| Exercise description |
Transcribe each line of the records below exactly, excluding any embedded images.

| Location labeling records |
--- Begin ---

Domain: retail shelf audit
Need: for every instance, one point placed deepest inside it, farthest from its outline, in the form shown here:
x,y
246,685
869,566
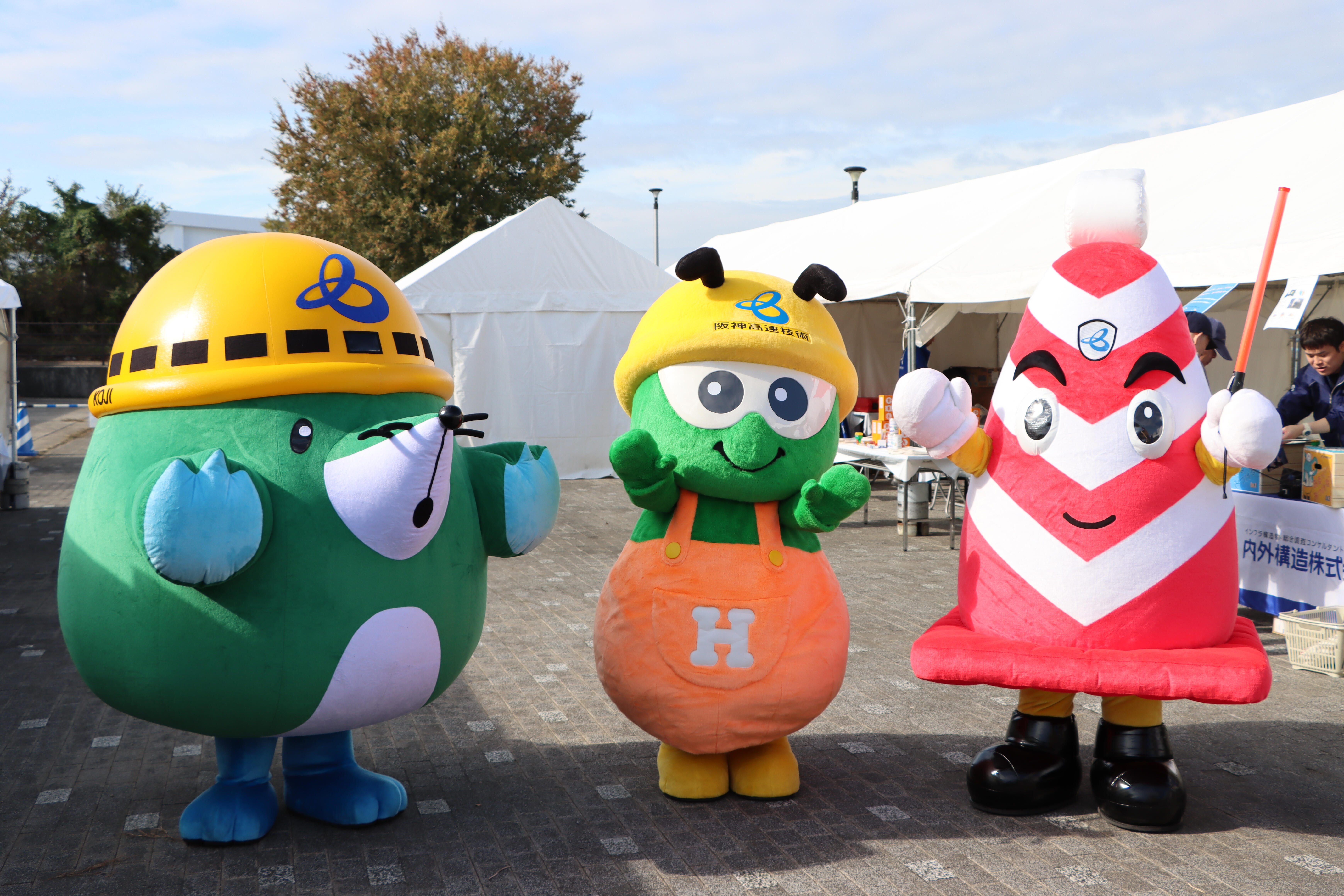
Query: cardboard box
x,y
1323,476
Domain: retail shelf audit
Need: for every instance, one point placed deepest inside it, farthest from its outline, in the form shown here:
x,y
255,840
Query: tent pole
x,y
13,425
910,335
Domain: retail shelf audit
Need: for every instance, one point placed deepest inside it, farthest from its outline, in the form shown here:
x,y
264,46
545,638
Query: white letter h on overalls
x,y
705,655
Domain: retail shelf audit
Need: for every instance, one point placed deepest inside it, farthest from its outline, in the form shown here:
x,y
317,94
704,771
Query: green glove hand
x,y
644,471
823,506
638,461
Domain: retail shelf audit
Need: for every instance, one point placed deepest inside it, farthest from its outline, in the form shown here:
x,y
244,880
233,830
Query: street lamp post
x,y
656,191
854,171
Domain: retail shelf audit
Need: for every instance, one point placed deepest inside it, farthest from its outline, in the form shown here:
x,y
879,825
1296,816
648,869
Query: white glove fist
x,y
1246,425
933,412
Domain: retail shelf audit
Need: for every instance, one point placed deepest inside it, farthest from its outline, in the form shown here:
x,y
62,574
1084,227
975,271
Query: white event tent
x,y
983,245
533,316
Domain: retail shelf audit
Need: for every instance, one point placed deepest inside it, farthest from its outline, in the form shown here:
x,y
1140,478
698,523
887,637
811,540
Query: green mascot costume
x,y
722,629
275,534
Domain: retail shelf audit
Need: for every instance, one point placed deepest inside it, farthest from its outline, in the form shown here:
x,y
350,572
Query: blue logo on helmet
x,y
761,304
334,288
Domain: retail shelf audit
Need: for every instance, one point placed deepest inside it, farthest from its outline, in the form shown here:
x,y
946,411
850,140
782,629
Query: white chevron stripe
x,y
1093,455
1089,590
1135,310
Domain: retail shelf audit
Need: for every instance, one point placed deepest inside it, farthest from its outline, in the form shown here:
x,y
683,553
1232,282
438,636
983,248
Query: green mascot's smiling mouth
x,y
718,447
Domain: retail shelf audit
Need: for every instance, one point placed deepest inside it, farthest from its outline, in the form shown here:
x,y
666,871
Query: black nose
x,y
423,512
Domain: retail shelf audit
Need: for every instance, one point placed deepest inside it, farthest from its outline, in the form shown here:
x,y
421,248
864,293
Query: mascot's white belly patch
x,y
389,669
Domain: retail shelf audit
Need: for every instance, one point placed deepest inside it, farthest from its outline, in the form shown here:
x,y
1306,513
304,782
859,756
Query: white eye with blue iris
x,y
714,395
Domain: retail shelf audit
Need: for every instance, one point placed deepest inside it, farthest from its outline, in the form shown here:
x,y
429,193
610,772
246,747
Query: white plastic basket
x,y
1315,639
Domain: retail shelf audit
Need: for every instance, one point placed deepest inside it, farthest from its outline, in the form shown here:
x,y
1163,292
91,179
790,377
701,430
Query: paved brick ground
x,y
525,780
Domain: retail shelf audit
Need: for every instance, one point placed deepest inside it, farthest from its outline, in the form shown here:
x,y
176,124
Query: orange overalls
x,y
713,648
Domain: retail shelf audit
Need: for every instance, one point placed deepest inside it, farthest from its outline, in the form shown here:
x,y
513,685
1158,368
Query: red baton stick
x,y
1244,351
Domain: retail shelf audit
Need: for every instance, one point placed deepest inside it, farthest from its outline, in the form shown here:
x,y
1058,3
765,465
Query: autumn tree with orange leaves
x,y
425,144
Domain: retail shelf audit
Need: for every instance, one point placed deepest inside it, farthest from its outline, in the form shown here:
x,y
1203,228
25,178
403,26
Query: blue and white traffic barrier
x,y
25,434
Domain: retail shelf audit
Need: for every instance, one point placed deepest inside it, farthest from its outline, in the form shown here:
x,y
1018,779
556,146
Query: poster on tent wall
x,y
1210,297
1292,304
1292,553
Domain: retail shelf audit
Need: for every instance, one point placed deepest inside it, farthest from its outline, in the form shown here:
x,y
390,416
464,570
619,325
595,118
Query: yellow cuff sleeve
x,y
974,457
1213,467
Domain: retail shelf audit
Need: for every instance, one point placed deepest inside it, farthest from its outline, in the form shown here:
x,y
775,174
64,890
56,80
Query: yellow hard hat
x,y
741,316
263,315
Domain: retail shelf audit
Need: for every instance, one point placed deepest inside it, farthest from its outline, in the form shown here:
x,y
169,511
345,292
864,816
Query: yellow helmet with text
x,y
264,315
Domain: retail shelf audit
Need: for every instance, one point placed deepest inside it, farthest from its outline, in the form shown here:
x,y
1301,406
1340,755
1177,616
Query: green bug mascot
x,y
722,629
275,534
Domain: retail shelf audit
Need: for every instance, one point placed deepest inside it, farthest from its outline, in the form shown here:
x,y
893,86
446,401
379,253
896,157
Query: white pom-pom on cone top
x,y
1108,207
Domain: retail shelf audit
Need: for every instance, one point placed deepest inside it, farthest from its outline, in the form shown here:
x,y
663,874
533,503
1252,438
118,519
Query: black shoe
x,y
1035,770
1135,778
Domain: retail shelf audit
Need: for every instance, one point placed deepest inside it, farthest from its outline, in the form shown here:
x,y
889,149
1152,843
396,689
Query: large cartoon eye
x,y
1038,421
1150,424
302,436
714,395
721,391
392,487
788,398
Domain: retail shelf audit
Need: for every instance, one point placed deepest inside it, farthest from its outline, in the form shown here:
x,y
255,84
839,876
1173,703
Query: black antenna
x,y
703,265
820,280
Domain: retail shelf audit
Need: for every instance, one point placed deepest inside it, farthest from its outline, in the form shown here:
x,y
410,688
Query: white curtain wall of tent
x,y
533,316
983,245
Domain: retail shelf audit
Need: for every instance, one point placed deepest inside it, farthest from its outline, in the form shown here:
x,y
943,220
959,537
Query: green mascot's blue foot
x,y
241,807
324,782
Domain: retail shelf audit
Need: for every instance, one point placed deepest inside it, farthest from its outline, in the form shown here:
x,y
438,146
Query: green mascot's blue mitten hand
x,y
820,507
202,529
518,495
644,471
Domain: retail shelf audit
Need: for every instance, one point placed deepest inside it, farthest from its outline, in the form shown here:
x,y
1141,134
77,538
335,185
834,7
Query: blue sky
x,y
744,112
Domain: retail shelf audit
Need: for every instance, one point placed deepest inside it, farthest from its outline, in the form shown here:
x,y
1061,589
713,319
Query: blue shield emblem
x,y
1096,339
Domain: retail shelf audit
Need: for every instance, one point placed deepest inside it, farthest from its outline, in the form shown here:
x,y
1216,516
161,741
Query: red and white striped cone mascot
x,y
1100,553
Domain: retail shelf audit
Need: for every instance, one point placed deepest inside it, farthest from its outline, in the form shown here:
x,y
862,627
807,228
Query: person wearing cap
x,y
275,534
722,629
1316,393
1210,338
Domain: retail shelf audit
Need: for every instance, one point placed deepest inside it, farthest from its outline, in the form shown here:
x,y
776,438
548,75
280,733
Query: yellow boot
x,y
693,777
769,772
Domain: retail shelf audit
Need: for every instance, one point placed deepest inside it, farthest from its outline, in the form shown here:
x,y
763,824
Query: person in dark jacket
x,y
1210,338
1319,389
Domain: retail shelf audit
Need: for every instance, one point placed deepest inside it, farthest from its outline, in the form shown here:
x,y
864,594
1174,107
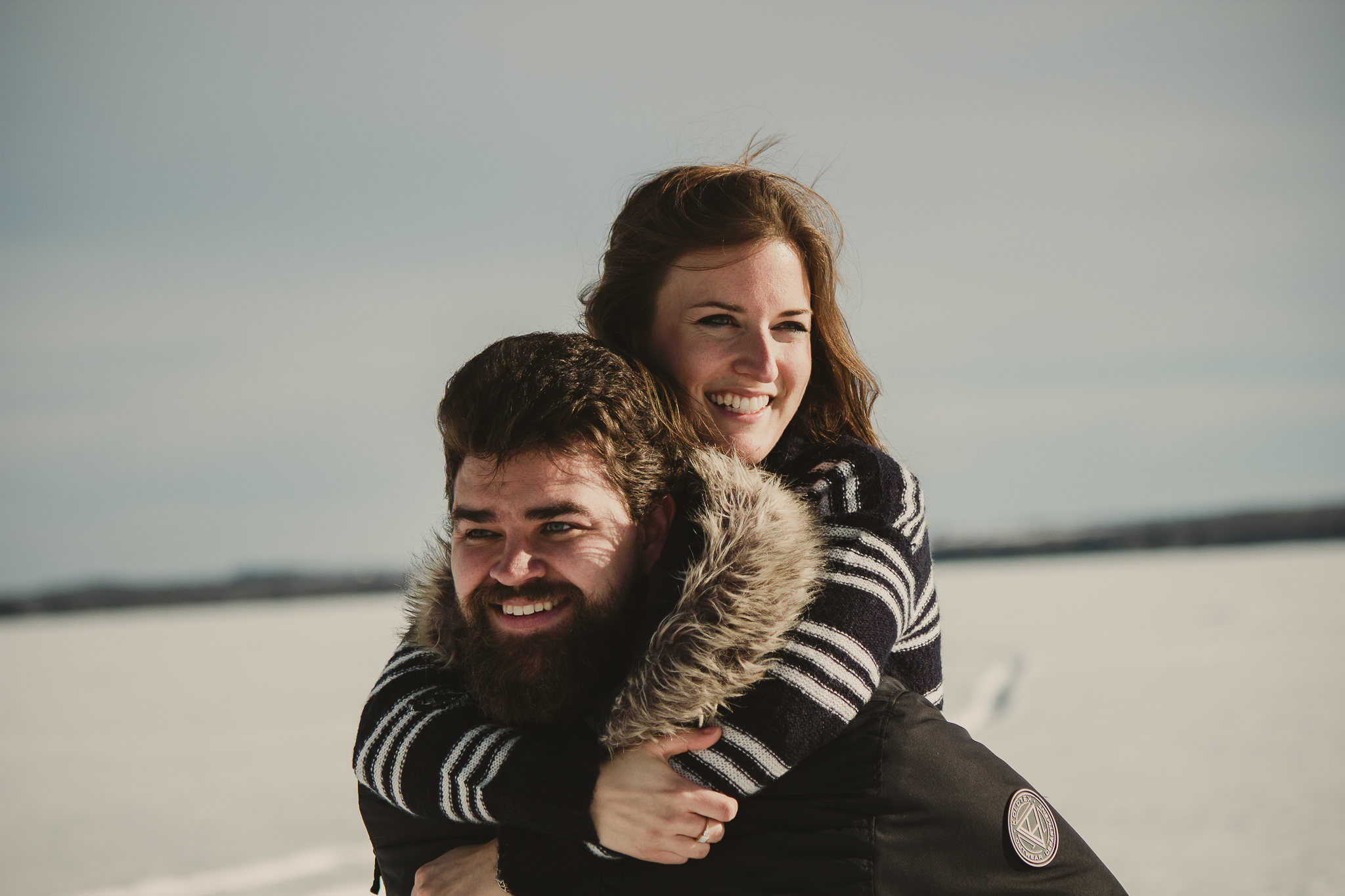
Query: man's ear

--- End ---

| Response to this task |
Domain: retail shelf audit
Need: for every instance, one point placed deepest inside it, farthest from its outline, in the form shown here:
x,y
246,685
869,566
Query: cardboard box
x,y
1323,476
Domain: retail shelf audit
Need: for every instance, one point placed deepest inside it, farthest from its outline, in the form shown here:
x,y
255,840
Query: tent pole
x,y
13,425
910,335
Domain: retail shelf audit
Need: for every instance, one point placed deepest inside it, farthest from its outline, in the form shown here:
x,y
264,46
545,638
Query: white letter h on overalls
x,y
705,655
Domain: retail shelf audit
Need: for every instance, one point placed deepest inside it, farthest from its outline, in the form shown here:
x,y
317,94
704,771
Query: green glove hand
x,y
644,471
823,506
638,461
Domain: retail shelf audit
Need: for every instance, one point placed deepest inside it, farthest from its outline, in the form shown here:
x,y
244,880
233,830
Query: street lamp post
x,y
656,191
854,171
Domain: retail shelf audit
Need: for every instance, one point placed deepest inside it, farthest from its outline, in the form shown here:
x,y
879,825
1296,816
648,869
Query: white glove fist
x,y
1246,425
933,412
Domain: retail shelf audit
Need: for every instance, one point placed deepest inside it, farthest from its outline, in the form shown here:
x,y
62,574
1084,227
975,271
Query: white event tent
x,y
983,245
533,316
Domain: retail shelf audit
Need: for every instance, one point placed deepest inside it, farthest from its outline, in the form shown here:
x,y
1140,478
698,523
887,637
811,540
Query: green mascot costume
x,y
722,629
275,534
Domain: retail shelf audit
Need: for every instance, one point placed deepest inside it, farthest from its outline, in the form shown here:
x,y
350,572
Query: blue logo on helmet
x,y
761,304
334,288
Domain: retail shelf audit
Need: for every instance, one point placed deepest inside it, farthest from its outline, in the form shown here:
x,y
946,411
850,140
782,629
Query: white chevron stripe
x,y
1093,455
1089,590
1135,310
Domain: retail shelf audit
Need: for every instance, one point placed deepest inside it, farthest from its outline, in the form shown here:
x,y
683,553
1232,282
438,636
983,248
Query: green mascot's smiling mouth
x,y
718,447
Domain: retail shelf audit
Need: for every instance, one point placed deepest inside it, farthest from its outline, in the form shown here:
x,y
666,871
Query: black nose
x,y
423,512
Domain: retail shelf audit
Need: for every instance, one point placed deepest inside it, farthest from its outline, in the form shown here:
x,y
421,248
864,293
Query: mascot's white belly patch
x,y
389,669
Domain: retail shelf audit
Need: for every instance, one point placed deepest inside it, farthest from its outline, in the form shown here:
x,y
1306,513
304,782
859,756
Query: white eye with blue iris
x,y
714,395
Domain: retail shelf audit
Need: for every instance, one point placed deepest inside it, farthest from its outline, in the form shown here:
x,y
429,193
610,772
246,747
Query: white plastic basket
x,y
1315,639
Domain: retail shelf audit
Need: for every instance, one point placed deepest inside it, farthest from its outline, in the form shown here:
x,y
1163,292
91,179
790,377
701,430
Query: paved brick ground
x,y
525,780
Domain: retail shelf audit
Need: for every instance, one point placed deepest inside it, farthest from its outline, in the form shown here:
x,y
176,124
Query: orange overalls
x,y
713,648
Domain: retail shelf audit
Need: for every instance, one point placed deepest inside it, farthest from its outline, in the form shown here:
x,y
513,685
1158,368
Query: red baton stick
x,y
1244,351
Domain: retail shelf audit
Need: for every instance, one point placed deepest inside it, farthest from its outline, in the form shown here:
x,y
1058,3
765,465
Query: autumn tree with orange leaves
x,y
425,144
Domain: retail shelf audit
Need: for every instance, one point placed deepest inside it, farthest from its outline, in the form shown here:
x,y
1203,228
25,178
403,26
Query: blue and white traffic barrier
x,y
25,434
Domain: retail shelf audit
Need: for every instance, one point placed deepest inside it, farthest from its outline, in the form shown here:
x,y
1018,779
556,146
Query: poster on tent wall
x,y
1210,297
1292,304
1292,553
Domain: retail shelf audit
Need: for every instance, one point placed deepest inside it, farthest from its outline, in the form shown here:
x,y
390,416
464,570
619,325
595,118
Query: yellow cuff sleeve
x,y
974,457
1213,467
Domain: retail shelf audit
Need: for every instance, one point placed deepest inside it, farthest from its outline, in the form shown here:
x,y
775,174
64,890
56,80
Query: yellow hard hat
x,y
741,316
263,315
Domain: retail shelf audit
Need: for every instance, one point placed deepest inside it, farthest from its outline, in the form shown here:
x,y
169,511
345,292
864,816
Query: yellow helmet with text
x,y
264,315
Domain: retail shelf audit
Need: for every instance, one point placed deepest inside it, farthest from its outline, in the form shown here:
x,y
1301,406
1340,755
1177,616
Query: green bug mascot
x,y
722,629
275,534
Domain: retail shelf audit
Need: for every instance, one point placed deepest inside it, farthest from its outline, in the form shown here:
x,y
893,86
446,401
379,253
896,157
Query: white pom-pom on cone top
x,y
1108,207
Domain: retail shelf audit
Need: for every instance, one point placed deepest inside it, farthest from its outline, in the form shown here:
x,y
663,874
533,503
1252,438
118,519
Query: black shoe
x,y
1035,770
1135,778
Domain: retail shelf audit
Need: for every instance, one point placed deepest inside it, farthest from its outline, in the form shown here:
x,y
889,149
1152,843
396,689
Query: large cartoon eye
x,y
1038,421
1150,424
302,436
714,395
721,391
392,487
788,398
Domain: retail shelf audit
Need: for every instance, one point placed deepest inside it, farthest from its outline, in the form shown here:
x,y
255,84
839,876
1173,703
Query: black antenna
x,y
703,265
820,280
Domain: retail shelf audit
Need: for every instance, one point placed deepest inside it, farthest from its outline, in the form shown here:
x,y
410,688
Query: white curtain wall of tent
x,y
533,316
983,245
Domain: retail shelf audit
Need: for every instance, one point placed deepest inside it, farthest from its outline, in the form shown here:
x,y
943,220
959,537
Query: green mascot's blue foot
x,y
241,807
324,782
Domain: retail shelf audit
Need: for every instance, one point placed deepest inside it, farthest from its outline, in the form shown here:
x,y
438,146
Query: green mascot's blue mitten hand
x,y
820,507
202,529
518,495
644,471
Domain: retail shelf audit
Need: for every instance, one point placed deepest inside it, farthest from its outline, in the form shown here:
x,y
1141,134
77,538
335,185
834,7
Query: blue sky
x,y
744,112
Domain: retail shelf audit
Need: for every instance, one point placed deepest inside it, farthest from its outline, in the form shown here:
x,y
1061,589
713,319
Query: blue shield emblem
x,y
1096,339
Domain: retail shelf audit
Need: for every instance, one point placed deepest inside it, farthest from its outline, in the form shown here:
x,y
1216,516
161,741
Query: red and white striped cone mascot
x,y
1100,553
Domain: retail shelf audit
Need: for every instance, one point placed deepest inside it, farthest from its outline, in the form shown here:
x,y
862,627
807,228
Query: person wearing cap
x,y
275,534
722,629
1316,393
1210,338
Domain: retail shelf audit
Need: for every instance, one point placed deepest inside it, farthest from its outline, in the form shown here:
x,y
776,438
548,75
280,733
Query: yellow boot
x,y
693,777
769,772
Domain: retail shelf audit
Need: for every instance, one point placed deepest inside it, farthest from its outline, in the form shown here:
x,y
763,824
Query: person in dark jacket
x,y
1210,338
1319,389
Domain: retail shelf audit
Need: for every instance, one point placed deepest inside it, farthest from its outline, in the form shown here:
x,y
864,594
1174,107
Query: man's ear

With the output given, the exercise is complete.